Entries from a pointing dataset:
------------------------------
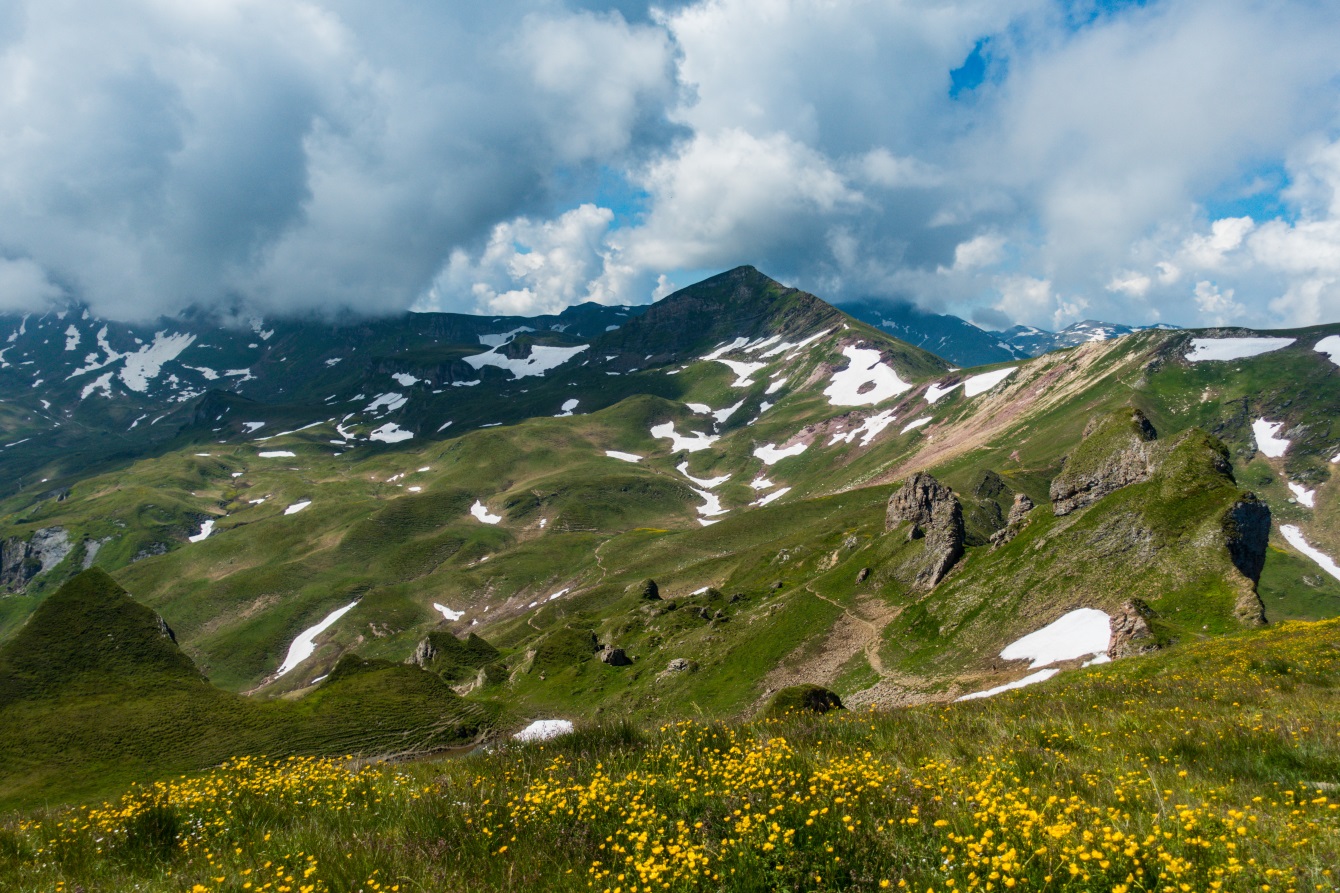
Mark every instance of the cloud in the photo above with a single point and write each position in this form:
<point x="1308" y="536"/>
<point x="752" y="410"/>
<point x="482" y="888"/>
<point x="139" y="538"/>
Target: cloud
<point x="528" y="267"/>
<point x="24" y="286"/>
<point x="295" y="156"/>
------------------------------
## Set task
Rewrite the entries above with "position" swapped for "location" and nothing else changed. Omit the pictures.

## Solution for this task
Mark every instance of the cloud in the photo above with a single point and write each location in this form:
<point x="1308" y="536"/>
<point x="752" y="410"/>
<point x="482" y="888"/>
<point x="139" y="538"/>
Target: cloud
<point x="528" y="267"/>
<point x="24" y="286"/>
<point x="295" y="156"/>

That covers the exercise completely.